Nodetool would show increasing load utilization over time. Stopping and
restarting C* nodes would reset the storage back to what one would expect
on that node, for a while, then it would creep upwards again, until the
node(s) are restarted, etc. FYI it ONLY occurred on an in-use system, etc.

I know (double checked) that the problem was fixed a while back. Wondering
if it resurfaced?





*Daemeon C.M. ReiydelleUSA (+1) 415.501.0198London (+44) (0) 20 8144 9872*


*“All men dream, but not equally. Those who dream by night in the dusty
recesses of their minds wake up in the day to find it was vanity, but the
dreamers of the day are dangerous men, for they may act their dreams with
open eyes, to make it possible.” — T.E. Lawrence*


On Tue, May 30, 2017 at 1:36 PM, Daniel Steuernol <dan...@sendwithus.com>
wrote:

> I don't believe incremental repair is enabled, I have never enabled it on
> the cluster, and unless it's the default then it is off. Also I don't see a
> setting in cassandra.yaml for it.
>
>
> On May 30 2017, at 1:10 pm, daemeon reiydelle <daeme...@gmail.com> wrote:
>
>> Unless there is a bug, snapshots are excluded (they are not HDFS anyway!)
>> from nodetool status.
>>
>> Out of curiousity, is incremenatal repair enabled? This is almost
>> certainly a rat hole, but there was an issue a few releases back where load
>> would only increase until the node was restarted. Had been fixed ages ago,
>> but wondering what happens if you restart a node, IF you have incremental
>> enabled.

* **Stored data**:

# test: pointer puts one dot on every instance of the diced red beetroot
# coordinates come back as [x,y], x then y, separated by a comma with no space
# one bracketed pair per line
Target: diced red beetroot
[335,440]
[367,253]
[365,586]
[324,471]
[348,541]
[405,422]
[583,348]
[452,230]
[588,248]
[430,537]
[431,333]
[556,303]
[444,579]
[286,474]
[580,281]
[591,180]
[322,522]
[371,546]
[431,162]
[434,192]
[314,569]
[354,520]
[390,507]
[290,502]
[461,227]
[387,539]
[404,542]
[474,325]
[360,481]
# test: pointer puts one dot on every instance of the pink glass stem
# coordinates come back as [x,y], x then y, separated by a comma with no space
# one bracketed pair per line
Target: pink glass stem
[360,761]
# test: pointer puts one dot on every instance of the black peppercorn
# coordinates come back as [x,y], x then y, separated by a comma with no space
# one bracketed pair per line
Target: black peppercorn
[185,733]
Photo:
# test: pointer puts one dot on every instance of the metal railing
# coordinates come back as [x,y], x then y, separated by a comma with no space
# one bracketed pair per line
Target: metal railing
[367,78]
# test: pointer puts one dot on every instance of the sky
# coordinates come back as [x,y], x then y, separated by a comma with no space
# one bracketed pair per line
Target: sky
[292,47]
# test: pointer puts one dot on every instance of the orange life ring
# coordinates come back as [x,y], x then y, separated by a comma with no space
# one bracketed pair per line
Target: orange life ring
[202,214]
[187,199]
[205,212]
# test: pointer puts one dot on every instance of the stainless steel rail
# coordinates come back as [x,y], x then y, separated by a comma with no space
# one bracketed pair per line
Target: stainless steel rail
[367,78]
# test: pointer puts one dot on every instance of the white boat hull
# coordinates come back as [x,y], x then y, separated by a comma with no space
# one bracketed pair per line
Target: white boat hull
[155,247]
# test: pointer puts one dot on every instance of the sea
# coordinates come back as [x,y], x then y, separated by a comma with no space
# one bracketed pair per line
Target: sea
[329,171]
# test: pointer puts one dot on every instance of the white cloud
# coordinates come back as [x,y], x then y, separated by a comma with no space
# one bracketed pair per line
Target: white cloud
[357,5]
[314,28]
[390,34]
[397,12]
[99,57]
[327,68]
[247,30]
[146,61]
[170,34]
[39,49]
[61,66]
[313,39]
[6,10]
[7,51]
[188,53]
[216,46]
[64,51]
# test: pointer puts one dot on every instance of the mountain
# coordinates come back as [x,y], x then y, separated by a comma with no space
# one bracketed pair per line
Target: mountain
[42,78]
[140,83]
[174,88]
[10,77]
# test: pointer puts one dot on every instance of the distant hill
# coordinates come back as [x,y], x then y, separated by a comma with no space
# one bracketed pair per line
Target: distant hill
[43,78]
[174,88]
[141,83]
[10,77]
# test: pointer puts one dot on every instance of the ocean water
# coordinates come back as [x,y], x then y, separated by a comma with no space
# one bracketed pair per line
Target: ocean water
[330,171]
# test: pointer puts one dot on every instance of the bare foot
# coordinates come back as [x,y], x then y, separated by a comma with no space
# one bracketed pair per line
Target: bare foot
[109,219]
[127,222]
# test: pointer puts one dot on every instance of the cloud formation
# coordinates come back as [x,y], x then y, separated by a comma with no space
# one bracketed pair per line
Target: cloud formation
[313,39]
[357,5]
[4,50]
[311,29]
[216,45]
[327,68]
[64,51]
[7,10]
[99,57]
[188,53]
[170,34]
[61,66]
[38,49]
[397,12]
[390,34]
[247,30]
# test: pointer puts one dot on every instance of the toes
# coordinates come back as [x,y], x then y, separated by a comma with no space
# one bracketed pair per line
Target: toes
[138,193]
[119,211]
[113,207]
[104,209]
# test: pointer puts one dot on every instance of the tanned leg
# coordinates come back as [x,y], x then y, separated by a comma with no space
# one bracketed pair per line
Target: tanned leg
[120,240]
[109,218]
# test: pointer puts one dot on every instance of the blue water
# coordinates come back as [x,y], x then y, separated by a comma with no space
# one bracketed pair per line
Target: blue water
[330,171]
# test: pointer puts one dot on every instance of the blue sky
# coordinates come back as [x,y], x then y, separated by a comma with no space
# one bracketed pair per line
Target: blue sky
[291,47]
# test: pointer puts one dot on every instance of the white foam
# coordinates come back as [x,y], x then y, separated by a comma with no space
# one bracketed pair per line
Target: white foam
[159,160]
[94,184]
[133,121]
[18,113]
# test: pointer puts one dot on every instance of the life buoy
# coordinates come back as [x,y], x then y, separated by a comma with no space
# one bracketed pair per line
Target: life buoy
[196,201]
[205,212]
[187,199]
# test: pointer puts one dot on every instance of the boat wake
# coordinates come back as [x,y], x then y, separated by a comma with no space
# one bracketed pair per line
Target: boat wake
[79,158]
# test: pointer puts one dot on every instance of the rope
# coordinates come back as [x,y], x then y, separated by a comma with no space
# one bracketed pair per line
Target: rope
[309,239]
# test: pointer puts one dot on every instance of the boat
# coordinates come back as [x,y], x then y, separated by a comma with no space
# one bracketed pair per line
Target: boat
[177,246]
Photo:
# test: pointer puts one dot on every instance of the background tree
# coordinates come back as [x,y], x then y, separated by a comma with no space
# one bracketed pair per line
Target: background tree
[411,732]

* **Written task 1**:
In the thread on Cassandra node load, why does Daniel Steuernol believe incremental repair is not enabled on his cluster? Answer in one to three sentences.
* **Written task 2**:
Return each line of the entries that contains the string "bare". Case counts.
The thread on Cassandra node load and the stored entries are unrelated to each other.

* **Solution 1**:
He has never enabled incremental repair on the cluster, so it is off unless it is the default. He also sees no setting for it in cassandra.yaml.

* **Solution 2**:
# test: pointer puts one dot on every instance of the bare foot
Target: bare foot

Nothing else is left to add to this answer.